* [TEXTE À LIRE]
15 10 2010 - " Comment adapter l'histoire à ses convenances " . Le Monde

Publié le par Nominoe

 

LEMONDE.FR | 15.10.10 | 14h21

 

Michel Cassou, administrateur de société et ancien professeur d'histoir et de géographie

 

 

 

Dans les débats qui ont eu lieu sur le thème de la burka comme sur celui des restaurants hallal, et d'une façon plus générale à l'occasion du 140e anniversaire de la Troisième République, on a beaucoup évoqué les valeurs de la République, le pacte républicain ou le modèle républicain. L'un des arguments les plus utilisés en faveur de l'interdiction de la burka a été le fait que le port de cet habit serait contraire aux valeurs de la République. C'est un argument que l'on a entendu venant aussi bien de la droite que de la gauche et qui semble faire l'unanimité. Il est acquis que les valeurs de la République seraient opposées à ce que l'on appelle le communautarisme. Personne ne discute ce point et pourtant il est fondé sur une méconnaissance totale de l'histoire de la République et en particulier de la IIIe République.

* [CONSIGNE A]
Dans le texte sur les valeurs de la République, reprenez mot pour mot le passage qui va de « Dans les débats » jusqu'à « la IIIe République. » inclus.
* [CONSIGNE B]
Résumez en quelques phrases le paragraphe du texte sur les valeurs de la République qui commence par « Dans les débats qui ont eu lieu », sans perdre ses faits essentiels.

* [DONNÉES FOURNIES]

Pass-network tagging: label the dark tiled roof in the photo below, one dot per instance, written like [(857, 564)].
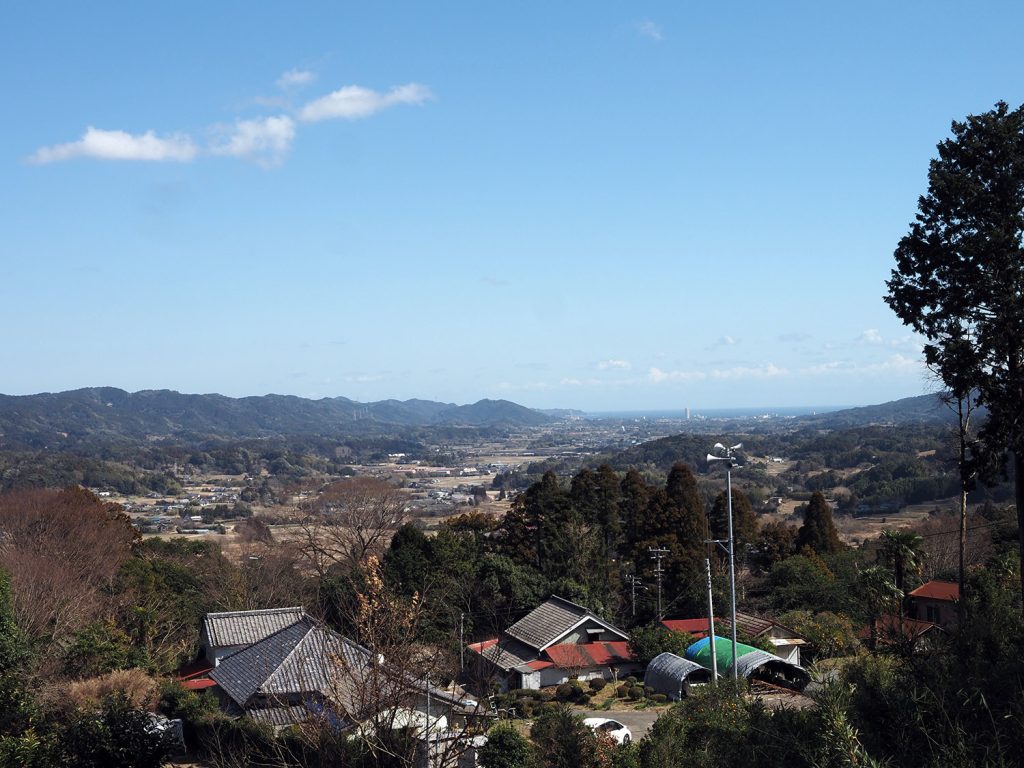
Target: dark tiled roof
[(281, 716), (935, 590), (509, 653), (552, 619), (248, 627), (299, 659)]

* [RÉSULTAT ATTENDU A]
Dans les débats qui ont eu lieu sur le thème de la burka comme sur celui des restaurants hallal, et d'une façon plus générale à l'occasion du 140e anniversaire de la Troisième République, on a beaucoup évoqué les valeurs de la République, le pacte républicain ou le modèle républicain. L'un des arguments les plus utilisés en faveur de l'interdiction de la burka a été le fait que le port de cet habit serait contraire aux valeurs de la République. C'est un argument que l'on a entendu venant aussi bien de la droite que de la gauche et qui semble faire l'unanimité. Il est acquis que les valeurs de la République seraient opposées à ce que l'on appelle le communautarisme. Personne ne discute ce point et pourtant il est fondé sur une méconnaissance totale de l'histoire de la République et en particulier de la IIIe République.

* [RÉSULTAT ATTENDU B]
Lors des débats sur la burka et les restaurants hallal, comme au 140e anniversaire de la IIIe République, on a souvent invoqué les valeurs, le pacte ou le modèle républicains. Pour justifier l'interdiction de la burka, la droite comme la gauche ont unanimement soutenu que ce vêtement serait contraire aux valeurs de la République, tenues pour opposées au communautarisme. Ce point, que personne ne discute, repose pourtant sur une méconnaissance totale de l'histoire de la République, en particulier de la IIIe.